• Supplied material:
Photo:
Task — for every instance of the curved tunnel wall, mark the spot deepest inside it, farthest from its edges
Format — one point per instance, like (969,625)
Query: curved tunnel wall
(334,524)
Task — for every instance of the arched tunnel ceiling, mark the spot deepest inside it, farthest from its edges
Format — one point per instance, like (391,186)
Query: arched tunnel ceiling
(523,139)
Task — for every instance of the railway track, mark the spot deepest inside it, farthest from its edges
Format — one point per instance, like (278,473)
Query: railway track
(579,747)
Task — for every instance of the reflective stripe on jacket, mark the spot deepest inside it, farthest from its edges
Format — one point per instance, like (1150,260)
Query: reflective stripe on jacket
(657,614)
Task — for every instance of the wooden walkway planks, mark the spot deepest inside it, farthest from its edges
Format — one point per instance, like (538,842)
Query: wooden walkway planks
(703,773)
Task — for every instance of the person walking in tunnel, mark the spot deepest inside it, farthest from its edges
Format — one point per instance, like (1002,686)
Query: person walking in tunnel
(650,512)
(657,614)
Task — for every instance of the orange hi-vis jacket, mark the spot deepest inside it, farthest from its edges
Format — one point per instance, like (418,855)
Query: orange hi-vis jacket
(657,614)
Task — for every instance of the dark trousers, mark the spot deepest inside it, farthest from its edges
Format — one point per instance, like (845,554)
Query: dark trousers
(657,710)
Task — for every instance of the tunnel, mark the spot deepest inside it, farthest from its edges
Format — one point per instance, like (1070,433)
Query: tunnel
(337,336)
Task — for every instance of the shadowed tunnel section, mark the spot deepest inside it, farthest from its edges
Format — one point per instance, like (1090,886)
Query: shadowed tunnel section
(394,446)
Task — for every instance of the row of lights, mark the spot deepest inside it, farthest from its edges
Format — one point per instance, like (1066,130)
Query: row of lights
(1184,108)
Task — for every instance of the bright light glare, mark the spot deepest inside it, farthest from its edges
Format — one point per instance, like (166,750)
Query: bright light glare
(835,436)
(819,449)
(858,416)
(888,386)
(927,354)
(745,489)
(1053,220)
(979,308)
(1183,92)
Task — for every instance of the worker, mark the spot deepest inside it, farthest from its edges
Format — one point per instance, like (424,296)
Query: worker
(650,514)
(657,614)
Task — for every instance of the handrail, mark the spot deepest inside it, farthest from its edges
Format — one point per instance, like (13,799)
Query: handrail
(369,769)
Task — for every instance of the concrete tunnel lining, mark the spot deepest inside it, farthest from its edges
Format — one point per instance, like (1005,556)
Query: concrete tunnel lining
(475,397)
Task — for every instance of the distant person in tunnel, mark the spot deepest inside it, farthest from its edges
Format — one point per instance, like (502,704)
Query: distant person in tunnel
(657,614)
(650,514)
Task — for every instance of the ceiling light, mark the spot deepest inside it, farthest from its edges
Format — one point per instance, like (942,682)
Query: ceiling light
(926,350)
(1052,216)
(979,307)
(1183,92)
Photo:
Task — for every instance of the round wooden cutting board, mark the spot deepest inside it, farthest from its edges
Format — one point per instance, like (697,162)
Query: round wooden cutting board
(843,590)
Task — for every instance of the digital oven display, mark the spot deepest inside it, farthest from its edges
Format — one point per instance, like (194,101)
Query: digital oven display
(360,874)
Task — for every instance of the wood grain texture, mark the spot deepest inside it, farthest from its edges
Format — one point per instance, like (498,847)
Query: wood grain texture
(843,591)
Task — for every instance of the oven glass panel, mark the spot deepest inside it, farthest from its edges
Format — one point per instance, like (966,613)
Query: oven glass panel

• Direction:
Repeat the data precisely, line by line.

• Task solution:
Photo:
Task — for every instance of the curved tunnel wall, mark the spot deepest inside it, farthest from its edges
Format — one point per instance, like (969,625)
Query: curved tunnel wall
(334,524)
Task — for every instance of the arched tunnel ceiling, mark the spot deepest inside it, farthest from its edges
Format — one point per instance, like (391,186)
Query: arched tunnel ceiling
(523,139)
Task — for every instance of the railway track, mark the spot deepest inside it, farthest from its edges
Format — one point per instance, like (278,473)
Query: railway track
(579,747)
Task — for every instance of the reflective stripe on jacket, mark the spot deepest inside it, farthest from its edges
Format — one point per instance, like (1150,260)
Query: reflective stripe on jacket
(657,614)
Task — for every instance of the wooden walkway planks, mark the spot deepest inside it, farthest from its edges
Format — one point per instance, like (538,842)
Query: wooden walkway planks
(703,773)
Task — for every instance of the person walking in tunnel, mark the spot deepest inside it, farthest from its edges
Format — one point per instance, like (1002,686)
Query: person walking in tunnel
(650,512)
(657,614)
Task — for every instance of the orange hi-vis jacket, mark the spot deepest inside it, farthest from its edges
Format — one point per instance, like (418,855)
Query: orange hi-vis jacket
(657,614)
Task — for every instance of the dark trousers, mark the spot deepest inside it, farthest from its edges
Format — one point per instance, like (845,554)
Query: dark trousers
(657,710)
Task — for every instance of the tunnel, mark the spot deepest inside it, farthest from its edges
Format — one point per instance, like (1070,433)
Query: tunnel
(337,336)
Task — for every instance of the shadowed tunnel section, mark the spot deepest inside it, farthest from its edges
Format — one point per instance, like (1090,886)
Query: shadowed tunnel section
(394,446)
Task — for every instance of the row of lights, mark the spot deepest inside it, farthest from its edges
Format — one point per instance, like (1066,130)
Query: row of lights
(1184,108)
Task — for every instance of the bright light glare, mark the spot deepest inside it, farthest from its edges
Format — one point per instance, like (166,750)
Query: bright light glare
(835,436)
(819,449)
(858,416)
(888,386)
(927,354)
(745,489)
(1053,220)
(979,308)
(1183,92)
Task — for every instance of the worker, mark the spot deepest inside it, farthest from its edges
Format — one point per instance, like (424,296)
Query: worker
(650,514)
(657,614)
Task — for every instance of the handrail, mark the spot deepest inside it, farthest from its edges
Format — one point per instance, like (13,799)
Query: handrail
(369,769)
Task — for every instance of the concrete tunnel lining, mark the spot deepest inside it, farthest from its edges
Format — one point per instance, like (1005,556)
Query: concrete tunnel lining
(475,397)
Task — for every instance of the distant person in tunnel, mark the spot deepest inside it, farthest from its edges
Format — one point per instance, like (502,704)
Query: distant person in tunnel
(657,614)
(650,514)
Task — for every instance of the ceiling light, mark the spot deepest inside it, farthest from its edges
Format — one point per instance, like (942,682)
Query: ceiling light
(926,350)
(1052,216)
(979,307)
(1183,92)
Photo:
Task — for every instance of the round wooden cutting board, mark the spot deepest inside it, farthest from its edges
Format — one point per instance, like (697,162)
Query: round wooden cutting board
(843,590)
Task — for every instance of the digital oven display, mark the spot deepest inside it, farthest from its edges
Format — one point per instance, like (194,101)
Query: digital oven display
(360,874)
Task — for every instance of the wood grain texture, mark the spot deepest inside it, farthest from its edges
Format — one point per instance, like (498,847)
Query: wood grain texture
(843,591)
Task — for every instance of the oven glass panel, mark the spot deepest inside it, farthest from its edges
Format — one point per instance, like (966,613)
Query: oven glass panel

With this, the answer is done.